Task to complete
Record by record, give the entire listing again exactly.

Entries shown
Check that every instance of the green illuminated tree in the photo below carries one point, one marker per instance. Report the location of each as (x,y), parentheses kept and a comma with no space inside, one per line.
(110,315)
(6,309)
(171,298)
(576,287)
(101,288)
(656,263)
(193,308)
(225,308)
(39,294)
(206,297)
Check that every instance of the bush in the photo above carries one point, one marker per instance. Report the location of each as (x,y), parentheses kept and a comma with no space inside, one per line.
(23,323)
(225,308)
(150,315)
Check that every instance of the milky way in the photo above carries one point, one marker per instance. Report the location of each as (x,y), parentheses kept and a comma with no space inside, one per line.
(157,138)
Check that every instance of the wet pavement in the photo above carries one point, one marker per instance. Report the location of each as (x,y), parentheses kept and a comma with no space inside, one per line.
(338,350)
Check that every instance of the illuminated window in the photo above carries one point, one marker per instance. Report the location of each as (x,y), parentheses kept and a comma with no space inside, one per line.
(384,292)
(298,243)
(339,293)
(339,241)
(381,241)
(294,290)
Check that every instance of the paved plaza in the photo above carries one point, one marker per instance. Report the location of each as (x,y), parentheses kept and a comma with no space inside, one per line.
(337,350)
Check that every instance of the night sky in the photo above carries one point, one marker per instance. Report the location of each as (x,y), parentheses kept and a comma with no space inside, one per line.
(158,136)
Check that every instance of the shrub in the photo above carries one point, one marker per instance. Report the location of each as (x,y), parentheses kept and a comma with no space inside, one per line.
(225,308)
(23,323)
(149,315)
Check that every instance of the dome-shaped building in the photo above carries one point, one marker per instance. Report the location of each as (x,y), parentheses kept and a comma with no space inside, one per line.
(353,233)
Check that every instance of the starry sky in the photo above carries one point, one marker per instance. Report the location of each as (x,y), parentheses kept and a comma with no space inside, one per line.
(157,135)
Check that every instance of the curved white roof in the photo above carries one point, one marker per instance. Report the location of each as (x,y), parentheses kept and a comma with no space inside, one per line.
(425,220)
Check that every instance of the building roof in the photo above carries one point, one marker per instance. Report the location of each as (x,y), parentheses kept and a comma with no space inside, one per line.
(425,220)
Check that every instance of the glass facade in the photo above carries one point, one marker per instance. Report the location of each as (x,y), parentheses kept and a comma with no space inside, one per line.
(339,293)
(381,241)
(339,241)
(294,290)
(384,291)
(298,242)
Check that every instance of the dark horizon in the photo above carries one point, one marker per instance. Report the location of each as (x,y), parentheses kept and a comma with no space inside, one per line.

Answer space
Check that every instance of the green illuminated tree in the photo below carries one point, one marker per instance. Report the location of each as (x,y), parentheses kept and a comma with no space inside, one per line.
(110,315)
(6,309)
(171,298)
(576,287)
(101,288)
(656,263)
(193,308)
(225,308)
(39,294)
(206,297)
Check that every instance of the bush in the photo above carries one point, one marker per instance. Report the location of each as (x,y), parentheses kept and a comma with no space inside, one per line.
(23,323)
(225,308)
(150,315)
Check that every instance of the milky way in the photo above carries one point, one marker per instance. Report the location of each as (x,y), parentheses kept and a comma with no space inside, one per line.
(157,138)
Check that every instance of the wet pavement in the photo above carries one point, one marker per instance. Report the location of each as (x,y), parentheses kept and a comma with no space inside, one per line.
(338,350)
Check that every instance of the illuminated window in the photo above carries one point, one marker per instance. Report the location of each as (x,y), parentheses kept and a comma with no space inside, one per line.
(384,292)
(298,243)
(339,293)
(339,241)
(381,241)
(294,290)
Check that every instance of the paved plaza in the photo above carries one point, one marker per instance. Report the location of each as (x,y), parentheses kept and a comma with no space inside, one per line.
(337,350)
Check that every instance of the night sky in the photo above carries one point, one marker per instance. Report the location of each as (x,y), parentheses kept and a comma with no space inside, one per line.
(158,136)
Check that every instance of the shrub in the photo above carries one point, one marker per instance. Report the location of each as (x,y), parentheses kept and a comma with no space inside, one per line.
(225,308)
(23,323)
(149,315)
Check that every instance of the dome-shaped building in the photo above carries one point, one marker per instance. Report the location of each as (x,y), parentheses kept and a comma with no space inside, one per line.
(353,233)
Check that every instance of the starry sky in the photo above carries one point, one marker per instance. Report the location of each as (x,y), parentheses kept and a comma with no space inside, one per line.
(157,135)
Check that every instance of the curved white roof in the photo above carries one point, one marker per instance. Report the location of each as (x,y), parentheses kept and a comma with no space inside, one per line.
(425,220)
Check that every instance of the building roof in the photo above carries one point, one marker per instance. Report the location of each as (x,y), parentheses kept and a comma with no space inside, one per line.
(425,220)
Check that every instance of the glass facade in the photo above carries one point, one marker per instance. Report the location of each as (x,y), parentheses kept and a comma with no space inside, one per line.
(339,293)
(381,241)
(339,241)
(294,290)
(384,291)
(298,242)
Check that every instance of the dark horizon in the photo above carries one point, one marker per instance. Report the location of each as (x,y), parentheses kept and a comma with no space inside, one per line.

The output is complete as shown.